Write out every entry exactly as given, but omit the pictures.
*** Task inputs Section Begins ***
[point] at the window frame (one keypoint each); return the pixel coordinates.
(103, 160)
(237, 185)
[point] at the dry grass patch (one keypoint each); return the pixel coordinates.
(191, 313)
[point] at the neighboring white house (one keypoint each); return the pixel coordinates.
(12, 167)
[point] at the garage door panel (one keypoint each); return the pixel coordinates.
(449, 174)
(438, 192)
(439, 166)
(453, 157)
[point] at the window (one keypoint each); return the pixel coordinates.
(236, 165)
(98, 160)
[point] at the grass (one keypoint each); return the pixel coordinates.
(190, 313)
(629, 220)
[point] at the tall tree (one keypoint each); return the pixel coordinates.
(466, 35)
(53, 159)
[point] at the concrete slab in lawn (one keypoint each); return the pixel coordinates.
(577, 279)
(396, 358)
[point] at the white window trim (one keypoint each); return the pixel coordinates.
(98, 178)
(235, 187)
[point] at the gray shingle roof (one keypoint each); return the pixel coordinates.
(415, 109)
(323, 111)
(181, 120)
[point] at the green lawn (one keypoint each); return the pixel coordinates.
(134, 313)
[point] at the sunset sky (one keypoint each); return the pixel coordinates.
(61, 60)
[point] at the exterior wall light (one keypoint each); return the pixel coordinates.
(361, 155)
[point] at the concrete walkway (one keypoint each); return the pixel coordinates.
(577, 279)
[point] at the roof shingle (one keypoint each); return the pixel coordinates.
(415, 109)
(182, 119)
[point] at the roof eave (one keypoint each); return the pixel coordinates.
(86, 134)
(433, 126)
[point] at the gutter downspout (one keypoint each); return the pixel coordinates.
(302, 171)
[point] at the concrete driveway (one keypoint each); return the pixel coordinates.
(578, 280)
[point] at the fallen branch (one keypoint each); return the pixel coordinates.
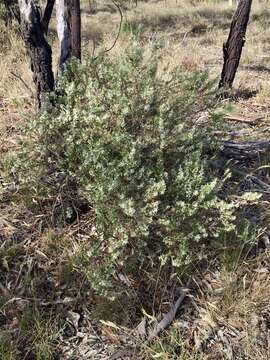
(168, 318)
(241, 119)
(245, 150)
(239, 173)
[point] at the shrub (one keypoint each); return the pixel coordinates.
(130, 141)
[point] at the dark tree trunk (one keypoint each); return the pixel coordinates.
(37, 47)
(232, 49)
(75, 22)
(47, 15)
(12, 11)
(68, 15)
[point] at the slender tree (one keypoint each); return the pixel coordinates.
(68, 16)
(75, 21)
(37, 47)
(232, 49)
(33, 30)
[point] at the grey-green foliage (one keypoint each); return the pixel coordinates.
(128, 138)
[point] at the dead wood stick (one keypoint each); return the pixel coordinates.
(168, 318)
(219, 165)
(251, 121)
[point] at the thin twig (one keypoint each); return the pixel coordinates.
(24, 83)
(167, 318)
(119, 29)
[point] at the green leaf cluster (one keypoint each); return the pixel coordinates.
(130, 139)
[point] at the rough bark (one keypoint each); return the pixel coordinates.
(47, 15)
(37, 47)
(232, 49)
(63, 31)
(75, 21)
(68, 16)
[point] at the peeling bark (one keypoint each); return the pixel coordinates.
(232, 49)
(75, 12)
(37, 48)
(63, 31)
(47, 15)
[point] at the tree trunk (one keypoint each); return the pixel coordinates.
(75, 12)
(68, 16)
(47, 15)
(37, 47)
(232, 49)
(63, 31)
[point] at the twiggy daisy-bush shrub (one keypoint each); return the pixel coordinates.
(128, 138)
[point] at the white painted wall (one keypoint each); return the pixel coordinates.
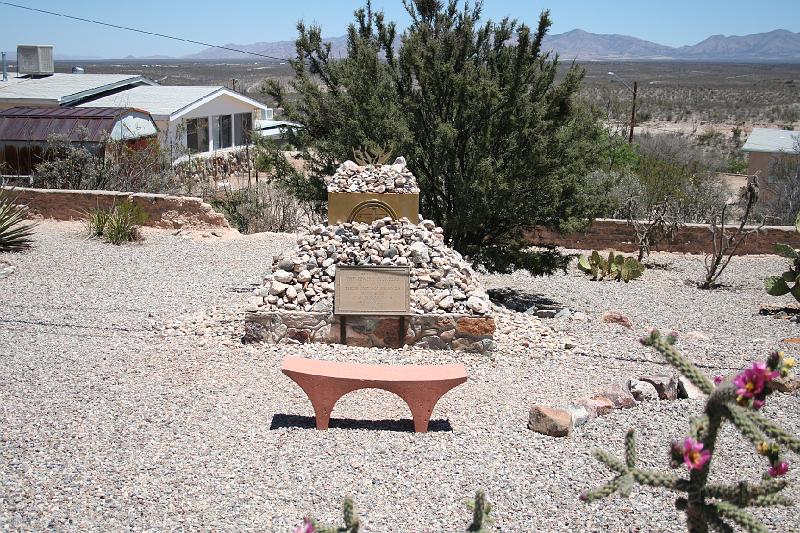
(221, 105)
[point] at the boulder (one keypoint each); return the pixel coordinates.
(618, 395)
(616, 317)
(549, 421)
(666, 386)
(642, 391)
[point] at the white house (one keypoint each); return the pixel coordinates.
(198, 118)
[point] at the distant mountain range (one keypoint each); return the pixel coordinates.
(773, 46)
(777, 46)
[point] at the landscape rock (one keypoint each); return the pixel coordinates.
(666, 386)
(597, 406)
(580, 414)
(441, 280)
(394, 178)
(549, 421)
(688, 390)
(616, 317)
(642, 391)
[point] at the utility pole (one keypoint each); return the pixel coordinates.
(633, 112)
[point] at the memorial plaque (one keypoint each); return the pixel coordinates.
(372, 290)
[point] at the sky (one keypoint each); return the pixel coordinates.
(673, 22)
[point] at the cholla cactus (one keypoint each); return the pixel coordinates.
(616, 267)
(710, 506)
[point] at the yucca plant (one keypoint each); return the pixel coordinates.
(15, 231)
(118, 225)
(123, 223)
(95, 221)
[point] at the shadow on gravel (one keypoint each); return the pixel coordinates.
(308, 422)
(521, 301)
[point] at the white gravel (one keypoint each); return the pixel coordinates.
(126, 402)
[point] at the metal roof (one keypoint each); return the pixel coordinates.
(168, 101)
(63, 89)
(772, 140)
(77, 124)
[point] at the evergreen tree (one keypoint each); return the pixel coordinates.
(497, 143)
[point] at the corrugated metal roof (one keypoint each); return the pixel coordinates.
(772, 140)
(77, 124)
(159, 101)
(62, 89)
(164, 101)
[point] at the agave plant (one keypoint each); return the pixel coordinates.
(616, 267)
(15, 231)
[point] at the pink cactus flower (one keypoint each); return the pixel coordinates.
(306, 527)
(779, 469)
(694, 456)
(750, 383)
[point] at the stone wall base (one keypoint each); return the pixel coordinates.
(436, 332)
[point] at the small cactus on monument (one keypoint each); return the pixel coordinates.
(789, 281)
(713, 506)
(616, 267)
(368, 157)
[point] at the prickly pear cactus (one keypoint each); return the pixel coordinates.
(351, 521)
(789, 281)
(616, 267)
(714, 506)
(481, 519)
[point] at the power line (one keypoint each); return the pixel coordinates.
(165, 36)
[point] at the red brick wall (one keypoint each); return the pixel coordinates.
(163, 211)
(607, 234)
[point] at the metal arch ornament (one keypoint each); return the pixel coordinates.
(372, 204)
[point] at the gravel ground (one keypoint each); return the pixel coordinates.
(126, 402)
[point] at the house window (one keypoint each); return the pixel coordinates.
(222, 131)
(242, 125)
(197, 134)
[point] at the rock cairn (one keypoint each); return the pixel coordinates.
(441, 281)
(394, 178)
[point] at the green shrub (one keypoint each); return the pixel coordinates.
*** Task inputs Section Ends ***
= Response area =
[point] at the window frame (one keypoint each); return the pixel coordinates.
(103, 160)
(237, 185)
[point] at the dry grass patch (one keypoint each); return the pixel coordinates.
(191, 313)
[point] at the neighboring white house (one keypoint each); return the pixel coordinates.
(12, 167)
[point] at the garage door panel (one keypoint each); return the pixel coordinates.
(449, 174)
(438, 192)
(439, 166)
(453, 157)
[point] at the window (one keypoint each); return the pixel coordinates.
(236, 165)
(98, 160)
[point] at the grass (one keypoint each); return the pixel coordinates.
(190, 313)
(629, 220)
[point] at the tall tree (one keypoint each); return the pixel coordinates.
(466, 35)
(53, 159)
[point] at the concrete slab in lawn (one keypoint each); return the pixel coordinates.
(577, 279)
(396, 358)
[point] at the white window trim (one keypoint each); return the pixel coordinates.
(98, 178)
(235, 187)
[point] at the gray shingle roof (one keypoint each); return the pixel coordinates.
(415, 109)
(323, 111)
(181, 120)
[point] at the green lawn (one keypoint each); return the pixel coordinates.
(134, 313)
[point] at the sunset sky (one keypoint each); return the pixel coordinates.
(61, 60)
[point] at the exterior wall light (one keypoint each); return the pixel coordinates.
(361, 155)
[point] at the concrete walkway (one keypoint each); return the pixel coordinates.
(577, 279)
[point] at the roof shingle (one keypoint each); return the pixel coordinates.
(415, 109)
(182, 119)
[point] at the roof eave (one keypoint each); return the pixel coordinates.
(86, 134)
(433, 126)
[point] at the gutter downspout (one keypoint each); return the pixel coordinates.
(302, 171)
[point] at the concrete driveway (one keypoint each); return the pixel coordinates.
(578, 280)
[point] at the fallen branch (one keypoint each); return the pixel coordinates.
(168, 318)
(241, 119)
(245, 150)
(239, 173)
[point] at the shrub (one keypoint each); return the pixel coordinates.
(130, 141)
[point] at the dark tree trunk (one keypoint each); return the pixel coordinates.
(37, 47)
(232, 49)
(75, 22)
(47, 15)
(12, 11)
(68, 15)
[point] at the slender tree (one keypoint each); return the pixel coordinates.
(68, 16)
(75, 21)
(37, 47)
(232, 49)
(33, 30)
[point] at the grey-green foliage (one keypoint each); return the pixel coordinates.
(128, 138)
[point] at the dead wood stick (one keypoint each); return the pixel coordinates.
(168, 318)
(219, 165)
(251, 121)
[point] at the thin twig (one keypoint each); return the pixel coordinates.
(24, 83)
(167, 318)
(119, 29)
[point] at the green leaf cluster (one keypoint each); return the pixel coordinates.
(130, 139)
[point] at the rough bark (one keypoint each); return the pixel coordinates.
(47, 15)
(37, 47)
(232, 49)
(63, 31)
(75, 21)
(68, 16)
[point] at the peeling bark (one keypoint each); return the pixel coordinates.
(232, 49)
(75, 12)
(37, 48)
(63, 31)
(47, 15)
[point] at the tree trunk (one keypoint each); return the pixel coordinates.
(75, 12)
(68, 16)
(47, 15)
(37, 47)
(232, 49)
(63, 31)
[point] at the twiggy daisy-bush shrub (one keypoint each); return the pixel coordinates.
(128, 138)
[point] at the white painted wall (one keypoint each); return the pixel coordinates.
(221, 105)
[point] at the boulder (one keypoint each); return the pixel coordinates.
(618, 395)
(616, 317)
(549, 421)
(666, 386)
(642, 391)
[point] at the white house (one keypoint each); return the pixel coordinates.
(198, 118)
[point] at the distant mountain range (one keypoint each); return the pixel coordinates.
(773, 46)
(777, 46)
[point] at the landscape rock (one keypoint each); return the pixel coordinates.
(666, 386)
(597, 406)
(580, 414)
(441, 280)
(394, 178)
(549, 421)
(688, 390)
(616, 317)
(642, 391)
[point] at the utility pole (one keypoint each); return the pixel coordinates.
(633, 112)
[point] at the memorial plaque (one keypoint each); return the pixel coordinates.
(372, 290)
[point] at the sky (one keypoint each); return the pixel coordinates.
(673, 22)
[point] at the cholla cactus (one keypoint each); return the pixel coordinates.
(616, 267)
(710, 506)
[point] at the yucca plant (one keypoint each); return the pixel coordinates.
(15, 231)
(118, 225)
(123, 223)
(95, 221)
[point] at the shadow on gravel (one keypoint each); return the pixel coordinates.
(308, 422)
(521, 301)
[point] at the white gravel (one keypoint each); return the pixel coordinates.
(126, 402)
[point] at the metal roof (one keypoint each); return the pixel coordinates.
(168, 101)
(63, 89)
(772, 140)
(77, 124)
[point] at the evergreen tree (one keypoint each); return the pixel coordinates.
(497, 143)
[point] at the corrugated metal roof (one keypoint each); return the pixel coordinates.
(772, 140)
(77, 124)
(159, 101)
(62, 89)
(164, 101)
[point] at the agave plant (one keypoint each); return the pixel coordinates.
(616, 267)
(15, 231)
[point] at the pink cactus flower (one keypoint each); return the pixel coordinates.
(306, 527)
(779, 469)
(694, 456)
(750, 383)
[point] at the stone wall base (one keypoint each); return the pixel coordinates.
(436, 332)
[point] at the small cactus on monument (one keypoint each); return the pixel coordinates.
(789, 281)
(713, 506)
(616, 267)
(368, 157)
[point] at the prickly pear cactus (one keypoint each); return the pixel coordinates.
(351, 521)
(789, 281)
(616, 267)
(714, 506)
(481, 519)
[point] at the power line (one keypoint each); return the pixel coordinates.
(165, 36)
[point] at the red brick wall (one keypoint each); return the pixel coordinates.
(163, 211)
(607, 234)
[point] at the metal arch ornament (one keypoint each); return the pixel coordinates.
(372, 204)
[point] at the gravel ground (one keypoint each); return the pixel coordinates.
(126, 402)
[point] at the house window (one keypoint each); return the pixel coordinates.
(222, 131)
(242, 125)
(197, 134)
[point] at the rock cairn (one keypoint each); return the pixel coordinates.
(441, 281)
(394, 178)
[point] at the green shrub (one keypoint each); return the pixel coordinates.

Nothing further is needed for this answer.